> **Passage**
----
Wednesday, October 31, 2012

Does Tomcat bite more than it can chew?

This is an interesting blog post for me, since its about the root cause for an issue we saw with Tomcat back in May 2011, which remained unresolved. Under high concurrency and load, Tomcat would reset (i.e. TCP level RST) client connections, without refusing to accept them - as one would expect. I posted this again to the Tomcat user list a few days back, but then wanted to find out the root cause for myself, since it would surely come up again in the future.

Background

This issue initially became evident when we ran high concurrency load tests at a customer location in Europe, where the customer had back-end services deployed on multiple Tomcat instances, and wanted to use the UltraESB for routing messages with load balancing and fail-over. For the ESB Performance Benchmark, we had been using an EchoService written over the Apache HttpComponents/Core NIO library that scaled extremely well and behaved well at the TCP level, even under load. However, at the client site, they wanted the test run against real services deployed on Tomcat - to analyse a more realistic scenario. We used a Java based clone of ApacheBench called the 'Java Bench' which is also a part of the Apache HttpComponents project, to generate load. The client would go up-to concurrency levels of 2560, pushing as many messages as possible through the ESB, to back end services deployed over Tomcat.
----
> **Supplied data**
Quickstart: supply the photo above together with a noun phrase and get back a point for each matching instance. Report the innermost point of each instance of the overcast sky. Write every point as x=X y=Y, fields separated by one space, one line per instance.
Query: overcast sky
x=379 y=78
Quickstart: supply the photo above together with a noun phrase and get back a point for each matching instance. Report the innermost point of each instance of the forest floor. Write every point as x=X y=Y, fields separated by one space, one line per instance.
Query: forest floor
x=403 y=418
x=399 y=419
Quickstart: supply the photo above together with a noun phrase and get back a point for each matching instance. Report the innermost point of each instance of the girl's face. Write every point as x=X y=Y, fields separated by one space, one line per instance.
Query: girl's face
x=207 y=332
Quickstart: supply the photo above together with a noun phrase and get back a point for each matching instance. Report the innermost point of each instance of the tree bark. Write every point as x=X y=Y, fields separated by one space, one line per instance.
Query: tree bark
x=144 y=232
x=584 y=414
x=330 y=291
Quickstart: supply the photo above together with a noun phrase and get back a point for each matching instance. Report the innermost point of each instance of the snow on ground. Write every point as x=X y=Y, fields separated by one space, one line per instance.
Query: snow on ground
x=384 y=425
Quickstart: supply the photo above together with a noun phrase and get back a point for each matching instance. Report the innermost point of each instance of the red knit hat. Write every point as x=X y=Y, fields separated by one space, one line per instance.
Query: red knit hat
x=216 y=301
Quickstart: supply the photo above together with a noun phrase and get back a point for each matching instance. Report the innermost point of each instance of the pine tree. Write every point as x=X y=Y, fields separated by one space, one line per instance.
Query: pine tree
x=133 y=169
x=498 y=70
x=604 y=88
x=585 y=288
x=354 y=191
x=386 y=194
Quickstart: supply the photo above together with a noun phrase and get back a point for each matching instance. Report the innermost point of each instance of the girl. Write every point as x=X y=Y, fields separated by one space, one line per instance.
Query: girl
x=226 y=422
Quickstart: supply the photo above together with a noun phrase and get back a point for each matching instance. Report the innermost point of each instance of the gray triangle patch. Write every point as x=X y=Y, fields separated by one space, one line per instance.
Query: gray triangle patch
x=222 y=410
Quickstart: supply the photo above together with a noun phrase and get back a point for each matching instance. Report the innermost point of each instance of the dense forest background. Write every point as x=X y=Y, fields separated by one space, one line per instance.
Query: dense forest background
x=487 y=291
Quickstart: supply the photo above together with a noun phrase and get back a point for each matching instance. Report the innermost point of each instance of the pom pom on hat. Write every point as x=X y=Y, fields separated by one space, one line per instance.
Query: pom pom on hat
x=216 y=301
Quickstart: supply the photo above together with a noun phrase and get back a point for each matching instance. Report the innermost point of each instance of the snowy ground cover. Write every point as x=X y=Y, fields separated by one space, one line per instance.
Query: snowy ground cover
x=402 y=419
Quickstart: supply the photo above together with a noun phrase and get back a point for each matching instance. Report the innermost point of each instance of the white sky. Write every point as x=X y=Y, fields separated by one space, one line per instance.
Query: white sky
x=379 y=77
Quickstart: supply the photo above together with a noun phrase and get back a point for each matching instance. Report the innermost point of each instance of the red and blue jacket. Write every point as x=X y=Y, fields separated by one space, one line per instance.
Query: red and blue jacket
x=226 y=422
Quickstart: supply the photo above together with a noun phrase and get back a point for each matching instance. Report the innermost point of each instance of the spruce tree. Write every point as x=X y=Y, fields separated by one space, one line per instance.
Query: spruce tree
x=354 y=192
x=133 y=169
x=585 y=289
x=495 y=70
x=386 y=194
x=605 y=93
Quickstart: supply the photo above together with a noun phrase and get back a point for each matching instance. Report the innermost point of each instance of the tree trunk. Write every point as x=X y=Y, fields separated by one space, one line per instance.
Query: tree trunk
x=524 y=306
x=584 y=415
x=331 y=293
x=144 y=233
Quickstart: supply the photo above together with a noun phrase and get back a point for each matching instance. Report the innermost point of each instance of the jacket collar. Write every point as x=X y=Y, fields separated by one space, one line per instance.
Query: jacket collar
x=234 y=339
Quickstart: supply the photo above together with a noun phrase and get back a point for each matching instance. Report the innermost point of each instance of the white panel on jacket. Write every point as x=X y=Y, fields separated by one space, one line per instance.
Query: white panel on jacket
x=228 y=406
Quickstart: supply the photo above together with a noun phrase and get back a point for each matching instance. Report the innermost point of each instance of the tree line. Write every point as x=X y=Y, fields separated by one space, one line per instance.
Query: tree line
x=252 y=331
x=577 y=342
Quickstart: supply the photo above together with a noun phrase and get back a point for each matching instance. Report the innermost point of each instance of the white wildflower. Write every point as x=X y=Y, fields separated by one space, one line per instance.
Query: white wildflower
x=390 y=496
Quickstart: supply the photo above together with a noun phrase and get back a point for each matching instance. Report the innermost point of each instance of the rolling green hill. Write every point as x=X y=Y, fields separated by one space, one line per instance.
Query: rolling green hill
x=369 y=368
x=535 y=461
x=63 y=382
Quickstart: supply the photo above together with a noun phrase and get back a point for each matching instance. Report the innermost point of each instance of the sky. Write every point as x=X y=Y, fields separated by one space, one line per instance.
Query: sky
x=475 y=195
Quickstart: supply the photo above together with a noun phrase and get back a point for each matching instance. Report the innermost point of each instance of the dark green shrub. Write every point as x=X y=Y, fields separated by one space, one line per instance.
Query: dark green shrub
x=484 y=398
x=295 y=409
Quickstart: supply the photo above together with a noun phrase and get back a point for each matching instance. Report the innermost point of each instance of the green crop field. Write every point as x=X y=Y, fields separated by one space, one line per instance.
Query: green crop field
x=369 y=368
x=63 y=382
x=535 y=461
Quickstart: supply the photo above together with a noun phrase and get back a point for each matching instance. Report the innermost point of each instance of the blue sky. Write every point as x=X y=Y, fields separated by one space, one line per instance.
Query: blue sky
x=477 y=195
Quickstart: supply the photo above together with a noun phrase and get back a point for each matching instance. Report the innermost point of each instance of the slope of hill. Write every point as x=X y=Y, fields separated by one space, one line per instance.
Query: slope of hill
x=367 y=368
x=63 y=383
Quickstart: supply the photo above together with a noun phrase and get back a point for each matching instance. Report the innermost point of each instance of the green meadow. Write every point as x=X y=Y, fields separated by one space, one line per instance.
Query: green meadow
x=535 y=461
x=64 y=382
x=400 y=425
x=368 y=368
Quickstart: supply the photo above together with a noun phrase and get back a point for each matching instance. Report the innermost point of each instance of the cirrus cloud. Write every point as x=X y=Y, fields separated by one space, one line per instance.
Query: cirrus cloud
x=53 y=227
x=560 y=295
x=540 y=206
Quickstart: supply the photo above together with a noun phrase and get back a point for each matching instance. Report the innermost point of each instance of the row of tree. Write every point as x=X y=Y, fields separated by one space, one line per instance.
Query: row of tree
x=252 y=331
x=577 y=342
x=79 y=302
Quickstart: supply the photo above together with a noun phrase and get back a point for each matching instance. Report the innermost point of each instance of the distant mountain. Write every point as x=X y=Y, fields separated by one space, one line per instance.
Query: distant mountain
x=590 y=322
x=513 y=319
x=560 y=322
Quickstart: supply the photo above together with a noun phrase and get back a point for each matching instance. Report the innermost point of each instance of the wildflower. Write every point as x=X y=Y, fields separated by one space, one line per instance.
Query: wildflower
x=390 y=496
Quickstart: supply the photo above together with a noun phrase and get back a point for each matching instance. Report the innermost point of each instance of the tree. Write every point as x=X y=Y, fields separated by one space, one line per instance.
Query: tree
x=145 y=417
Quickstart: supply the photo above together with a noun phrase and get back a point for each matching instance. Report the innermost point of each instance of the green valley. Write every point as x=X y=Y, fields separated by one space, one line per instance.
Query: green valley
----
> **Set exercise 1**
In the Tomcat blog post, what is the highest concurrency level the client would go up to?
> **Set exercise 2**
Which software products, libraries, and projects does the Tomcat blog post name? List all of them.
> **Set exercise 3**
Carry on the Tomcat blog post, picking up after its final sentence.
The rows play no part in what is asked here.

> **Reply 1**
2560

> **Reply 2**
- Tomcat
- UltraESB
- EchoService
- Apache HttpComponents/Core NIO library
- ApacheBench
- Java Bench
- Apache HttpComponents project

> **Reply 3**
Under high load, the ESB would start to see errors while talking to Tomcat, and the cause would be IO errors such as "Connection reset by peer". Now the problem to the ESB is that it had already started to send out an HTTP request / payload over an accepted TCP connection, and thus it does not know if it can fail-over safely by default to another node, since the backend service might have  performed some processing over the request it may have already received. Of-course, the ESB could be configured to retry on such errors as well, but our default behaviour was to fail-over only on the safer connection refused or connect timeout errors (i.e. a connection could not be established within the allocated time) - which ensures correct operation, even for non-idempotent services.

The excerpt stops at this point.